Breed: German Shepherd
Apollo was born in 1992. By 1994, he graduated from the NYPD Canine Special Operations Division, which was one of the first units in the United States to teach and deploy search-and-rescue dogs. From 1994-2001, Apollo was one of New York’s best police dogs, and contributed to multiple arrests. He was a member of the first NYPD K-9 team to train in Urban Search and Rescue settings.
On September 11, 2001, Apollo and his handler, Peter Davis, were called to assist in the World Trade Center rescue effort. The pair arrived at the scene fifteen minutes after the collapse of the South Tower, making Apollo the first SAR dog to arrive. Among the chaos, Apollo quickly went to work and assisted injured victims. At one point, he was almost killed by falling debris and fire, but was saved because he had recently fallen into a large pool of water.
* * * * * * *
> [TASK STATEMENT]
Please rewrite the passage about Apollo from "Breed: German Shepherd" up to and including "pool of water.", swapping "NYPD" for "New York Police Department".

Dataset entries
* * * * * * *
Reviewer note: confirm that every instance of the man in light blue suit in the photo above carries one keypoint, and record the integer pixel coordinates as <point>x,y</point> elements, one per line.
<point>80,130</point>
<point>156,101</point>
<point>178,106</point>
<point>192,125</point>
* * * * * * *
> [WORKED SOLUTION]
Breed: German Shepherd
Apollo was born in 1992. By 1994, he graduated from the New York Police Department Canine Special Operations Division, which was one of the first units in the United States to teach and deploy search-and-rescue dogs. From 1994-2001, Apollo was one of New York’s best police dogs, and contributed to multiple arrests. He was a member of the first New York Police Department K-9 team to train in Urban Search and Rescue settings.
On September 11, 2001, Apollo and his handler, Peter Davis, were called to assist in the World Trade Center rescue effort. The pair arrived at the scene fifteen minutes after the collapse of the South Tower, making Apollo the first SAR dog to arrive. Among the chaos, Apollo quickly went to work and assisted injured victims. At one point, he was almost killed by falling debris and fire, but was saved because he had recently fallen into a large pool of water.